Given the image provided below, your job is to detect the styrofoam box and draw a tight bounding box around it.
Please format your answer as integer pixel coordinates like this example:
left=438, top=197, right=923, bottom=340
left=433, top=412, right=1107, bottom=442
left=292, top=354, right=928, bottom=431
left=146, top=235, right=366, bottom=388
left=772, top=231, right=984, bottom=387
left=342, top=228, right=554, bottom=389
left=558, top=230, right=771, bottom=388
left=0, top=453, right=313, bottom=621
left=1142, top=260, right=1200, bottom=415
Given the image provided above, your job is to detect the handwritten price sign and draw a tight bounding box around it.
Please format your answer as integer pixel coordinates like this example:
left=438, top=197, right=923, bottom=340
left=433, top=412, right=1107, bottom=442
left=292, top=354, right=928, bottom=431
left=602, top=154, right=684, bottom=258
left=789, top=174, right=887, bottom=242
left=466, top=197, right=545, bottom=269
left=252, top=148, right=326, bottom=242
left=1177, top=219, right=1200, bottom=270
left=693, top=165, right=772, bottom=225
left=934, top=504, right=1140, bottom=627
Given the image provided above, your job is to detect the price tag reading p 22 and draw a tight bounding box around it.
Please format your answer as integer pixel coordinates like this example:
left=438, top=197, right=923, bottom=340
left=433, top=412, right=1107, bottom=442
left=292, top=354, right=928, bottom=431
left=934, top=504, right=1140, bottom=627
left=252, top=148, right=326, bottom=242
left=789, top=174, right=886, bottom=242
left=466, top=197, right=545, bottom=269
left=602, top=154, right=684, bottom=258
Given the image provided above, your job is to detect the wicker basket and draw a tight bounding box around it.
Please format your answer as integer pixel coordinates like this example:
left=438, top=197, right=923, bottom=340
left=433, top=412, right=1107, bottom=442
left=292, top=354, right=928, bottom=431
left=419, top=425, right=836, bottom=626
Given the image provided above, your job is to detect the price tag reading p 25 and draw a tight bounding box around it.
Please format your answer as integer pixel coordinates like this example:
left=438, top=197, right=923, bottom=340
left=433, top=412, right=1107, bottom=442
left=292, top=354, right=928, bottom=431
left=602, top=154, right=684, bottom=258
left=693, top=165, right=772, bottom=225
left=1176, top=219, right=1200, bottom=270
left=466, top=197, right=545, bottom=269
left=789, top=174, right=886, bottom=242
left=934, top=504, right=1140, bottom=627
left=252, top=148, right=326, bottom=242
- - -
_Assigned task_
The expected answer is a copy of each line in the records that holds the word "reading".

_Task response_
Given the image provided above, your job is to detect the price tag reading p 22 and draw a tight bounding box around it.
Given the image provided above, your job is to detect the price tag reading p 25 and draw a tight bounding box around it.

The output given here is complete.